--- START OF Extracted text ---
Gregory Fried (Ed.): Confronting Heidegger: A Critical Dialogue on Politics and Philosophy

Confronting Heidegger: A Critical Dialogue on Politics and Philosophy Book Cover Confronting Heidegger: A Critical Dialogue on Politics and Philosophy
New Heidegger Research
Gregory Fried (Ed.)
Rowman & Littlefield Publishers
2019
Paperback $44.95 • £35.00
304

Reviewed by: Andrei-Valentin Bacrău (former graduate researcher at the University of Zurich)

The book Confronting Heidegger: A Critical Dialogue in Politics and Philosophy does present the readers with the expected level of critical analysis needed to revise Heidegger’s literature in contemporary philosophical research. Given the discoveries that Heidegger himself was associated with German nationalism through the rise of the Third Reich and during the Second World War, the academic space has brought into question the extent to which Heidegger should be taken seriously. Additionally, Heidegger’s work has grown in popularity with the French scene in the mid-20th century, as well as with contemporary Americans. The notion of whether or not his works should be taught continues to be present in lecture halls and contemporary literature on German philosophy.  Despite the concern towards the researchers that have built their academic careers on unpacking and clarifying Heidegger’s views, we must also address the theme of how we, as an academic community, should proceed with integrating the works of Heidegger in the philosophical literature, particularly within the branch of phenomenology.
--- END OF Extracted text ---
--- START OF Recorded data ---
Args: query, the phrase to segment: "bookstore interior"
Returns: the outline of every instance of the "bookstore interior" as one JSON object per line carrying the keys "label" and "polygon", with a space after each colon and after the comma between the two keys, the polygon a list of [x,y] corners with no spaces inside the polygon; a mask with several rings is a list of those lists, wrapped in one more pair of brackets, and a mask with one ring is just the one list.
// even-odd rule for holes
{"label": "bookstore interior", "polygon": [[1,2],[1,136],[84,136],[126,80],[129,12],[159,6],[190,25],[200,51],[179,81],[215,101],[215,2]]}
--- END OF Recorded data ---
**Tasks to carry out:**
1. Rewrite the portion of the Heidegger book review that begins at the words "Gregory Fried (Ed.): Confronting" and stops after "University of Zurich)", substituting "Hardcover" for "Paperback".
2. According to the Heidegger book review, at which university was the reviewer a former graduate researcher?
3. Name every person mentioned by name in the Heidegger book review.
The data are separate material, unconnected to the Heidegger book review.

**Solutions by task:**
1.
Gregory Fried (Ed.): Confronting Heidegger: A Critical Dialogue on Politics and Philosophy

Confronting Heidegger: A Critical Dialogue on Politics and Philosophy Book Cover Confronting Heidegger: A Critical Dialogue on Politics and Philosophy
New Heidegger Research
Gregory Fried (Ed.)
Rowman & Littlefield Publishers
2019
Hardcover $44.95 • £35.00
304

Reviewed by: Andrei-Valentin Bacrău (former graduate researcher at the University of Zurich)

2. The University of Zurich.

3. Gregory Fried, Heidegger, Andrei-Valentin Bacrău